== STORED DATA ==
━━━━

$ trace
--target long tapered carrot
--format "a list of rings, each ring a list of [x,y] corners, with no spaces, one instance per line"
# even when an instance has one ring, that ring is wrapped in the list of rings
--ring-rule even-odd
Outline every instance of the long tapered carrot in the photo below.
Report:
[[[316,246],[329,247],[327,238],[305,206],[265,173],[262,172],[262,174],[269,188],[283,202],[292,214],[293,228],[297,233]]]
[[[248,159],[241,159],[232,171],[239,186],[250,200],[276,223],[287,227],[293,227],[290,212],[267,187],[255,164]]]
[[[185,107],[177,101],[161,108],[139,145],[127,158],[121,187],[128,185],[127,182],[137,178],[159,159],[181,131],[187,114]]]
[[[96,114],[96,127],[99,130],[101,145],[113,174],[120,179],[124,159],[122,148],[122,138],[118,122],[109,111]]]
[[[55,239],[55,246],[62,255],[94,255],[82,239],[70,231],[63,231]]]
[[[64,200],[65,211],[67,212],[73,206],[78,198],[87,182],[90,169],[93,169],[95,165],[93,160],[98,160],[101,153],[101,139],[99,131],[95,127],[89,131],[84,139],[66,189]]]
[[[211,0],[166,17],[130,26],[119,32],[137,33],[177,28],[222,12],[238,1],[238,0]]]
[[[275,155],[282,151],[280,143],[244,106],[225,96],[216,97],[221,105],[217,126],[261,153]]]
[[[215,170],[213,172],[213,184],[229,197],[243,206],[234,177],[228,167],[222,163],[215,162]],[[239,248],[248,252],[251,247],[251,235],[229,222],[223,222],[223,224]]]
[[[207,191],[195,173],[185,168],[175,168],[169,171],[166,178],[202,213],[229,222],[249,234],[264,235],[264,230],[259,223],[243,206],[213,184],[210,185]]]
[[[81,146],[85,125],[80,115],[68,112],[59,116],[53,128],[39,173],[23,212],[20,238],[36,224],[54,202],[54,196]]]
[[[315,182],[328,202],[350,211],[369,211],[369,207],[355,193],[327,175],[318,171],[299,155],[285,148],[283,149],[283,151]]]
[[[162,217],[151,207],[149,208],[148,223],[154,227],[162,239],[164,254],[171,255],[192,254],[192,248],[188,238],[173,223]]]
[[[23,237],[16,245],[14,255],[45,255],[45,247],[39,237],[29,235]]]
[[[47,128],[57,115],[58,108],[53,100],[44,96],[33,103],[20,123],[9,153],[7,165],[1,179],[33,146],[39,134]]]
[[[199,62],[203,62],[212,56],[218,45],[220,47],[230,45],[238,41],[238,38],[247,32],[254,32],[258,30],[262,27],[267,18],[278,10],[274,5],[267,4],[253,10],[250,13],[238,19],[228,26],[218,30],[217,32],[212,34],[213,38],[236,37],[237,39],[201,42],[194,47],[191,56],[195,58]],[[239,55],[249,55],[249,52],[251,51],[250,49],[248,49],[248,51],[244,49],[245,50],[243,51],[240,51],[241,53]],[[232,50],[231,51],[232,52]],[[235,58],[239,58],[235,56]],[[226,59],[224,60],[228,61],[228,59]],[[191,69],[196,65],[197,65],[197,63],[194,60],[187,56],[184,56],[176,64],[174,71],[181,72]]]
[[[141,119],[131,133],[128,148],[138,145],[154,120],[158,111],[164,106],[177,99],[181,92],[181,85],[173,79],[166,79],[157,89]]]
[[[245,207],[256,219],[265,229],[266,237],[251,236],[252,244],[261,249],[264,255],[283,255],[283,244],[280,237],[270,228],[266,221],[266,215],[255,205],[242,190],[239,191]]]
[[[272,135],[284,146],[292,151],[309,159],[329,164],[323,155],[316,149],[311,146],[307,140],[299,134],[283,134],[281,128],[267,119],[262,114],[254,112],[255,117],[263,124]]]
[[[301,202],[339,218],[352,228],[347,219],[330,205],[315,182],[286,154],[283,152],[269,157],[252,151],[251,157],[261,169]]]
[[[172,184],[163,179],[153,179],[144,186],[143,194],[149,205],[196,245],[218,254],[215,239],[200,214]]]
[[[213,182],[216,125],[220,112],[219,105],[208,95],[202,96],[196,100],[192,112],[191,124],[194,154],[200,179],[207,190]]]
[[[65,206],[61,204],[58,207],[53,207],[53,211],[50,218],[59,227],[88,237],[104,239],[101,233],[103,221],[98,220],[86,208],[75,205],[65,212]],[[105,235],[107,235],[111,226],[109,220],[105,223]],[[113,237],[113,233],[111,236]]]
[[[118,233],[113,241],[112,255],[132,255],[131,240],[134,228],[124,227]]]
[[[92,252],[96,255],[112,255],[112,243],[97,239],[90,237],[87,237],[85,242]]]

━━━━

== WORK TO COMPLETE ==
Collect each line in the block above that contains the string "list". Case counts, so a line matches only when the letters agree in case.

== TASK OUTPUT ==
--format "a list of rings, each ring a list of [x,y] corners, with no spaces, one instance per line"
# even when an instance has one ring, that ring is wrapped in the list of rings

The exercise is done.